**TESTO FORNITO**
☆ ☆ ☆ ☆ ☆ ☆ ☆
Oggi sappiamo che sono oltre 21 MILIONI gli italiani che si collegano online alla ricerca di informazioni sulla salute e tra questi cresce il numero degli anziani cybernauti che considerano il web un riferimento importante, subito dopo il Medico di Medicina Generale. Eppure dinanzi a questa evidenza il Medico non sembra ancora pronto a “competere” con il web: se il 90% dei pazienti con diabete sostiene di aver comunicato al proprio medico la sua esperienza di navigazione online alla ricerca di informazioni e approfondimenti sulla patologia, sulle cure e sugli esami da effettuare, i medici sono convinti che questa percentuale sia molto più bassa, addirittura del 20% (Fonte: Web Observatory Report 2016 sul diabete).
☆ ☆ ☆ ☆ ☆ ☆ ☆
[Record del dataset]
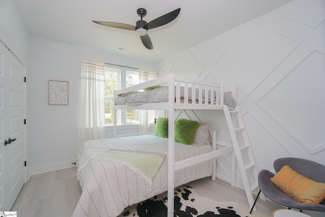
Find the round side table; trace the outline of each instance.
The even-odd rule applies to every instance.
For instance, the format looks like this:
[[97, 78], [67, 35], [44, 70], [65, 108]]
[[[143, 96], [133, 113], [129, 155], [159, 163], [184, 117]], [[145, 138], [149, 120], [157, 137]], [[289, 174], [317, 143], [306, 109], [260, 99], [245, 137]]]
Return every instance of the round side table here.
[[273, 217], [311, 217], [306, 214], [291, 209], [280, 209], [274, 210]]

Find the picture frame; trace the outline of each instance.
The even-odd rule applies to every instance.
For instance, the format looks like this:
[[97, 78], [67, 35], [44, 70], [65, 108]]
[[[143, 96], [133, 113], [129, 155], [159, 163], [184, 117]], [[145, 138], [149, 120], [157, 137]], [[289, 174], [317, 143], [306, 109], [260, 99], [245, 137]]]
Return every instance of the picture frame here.
[[69, 81], [49, 80], [49, 105], [69, 105]]

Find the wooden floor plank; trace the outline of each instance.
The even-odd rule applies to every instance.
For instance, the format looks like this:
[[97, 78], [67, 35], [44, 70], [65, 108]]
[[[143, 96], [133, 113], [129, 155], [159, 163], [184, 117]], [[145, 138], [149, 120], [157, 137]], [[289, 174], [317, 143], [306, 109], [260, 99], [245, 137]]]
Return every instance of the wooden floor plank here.
[[[188, 184], [199, 195], [248, 207], [245, 191], [220, 180], [213, 181], [206, 177]], [[71, 216], [81, 193], [76, 167], [34, 175], [24, 184], [11, 210], [17, 211], [18, 216], [25, 217]], [[258, 212], [270, 216], [274, 210], [281, 208], [261, 199], [256, 204]], [[321, 216], [313, 213], [313, 216]]]

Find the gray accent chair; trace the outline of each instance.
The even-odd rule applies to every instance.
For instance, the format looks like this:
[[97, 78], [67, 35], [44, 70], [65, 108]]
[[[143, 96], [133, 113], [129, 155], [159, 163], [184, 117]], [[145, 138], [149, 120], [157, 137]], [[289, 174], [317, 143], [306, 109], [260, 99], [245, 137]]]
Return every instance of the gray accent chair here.
[[[296, 158], [283, 158], [277, 159], [273, 163], [273, 166], [278, 172], [282, 166], [288, 165], [301, 174], [310, 179], [319, 182], [325, 183], [325, 166], [308, 160]], [[259, 192], [255, 200], [252, 210], [262, 191], [269, 199], [281, 206], [302, 210], [308, 210], [325, 212], [325, 199], [320, 204], [303, 203], [296, 201], [282, 192], [271, 181], [270, 178], [275, 174], [267, 170], [263, 170], [258, 173], [258, 181]]]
☆ ☆ ☆ ☆ ☆ ☆ ☆
**ESPLORA IL MATERIALE**
1. Indica quanti italiani, secondo il testo fornito, si collegano online alla ricerca di informazioni sulla salute.
2. Stabilisci se ciascuna affermazione concorda con il testo fornito: (a) gli anziani cybernauti mettono il web subito dopo il Medico di Medicina Generale come riferimento; (b) secondo i medici, oltre il 90% dei pazienti con diabete riferisce le proprie ricerche online; (c) il numero degli anziani cybernauti è in calo.
I record provengono da un'altra fonte.

**SOLUZIONI PROPOSTE**
1. Oltre 21 milioni.

2.
(a) Sì: "considerano il web un riferimento importante, subito dopo il Medico di Medicina Generale".
(b) No: "i medici sono convinti che questa percentuale sia molto più bassa, addirittura del 20%".
(c) No: "cresce il numero degli anziani cybernauti".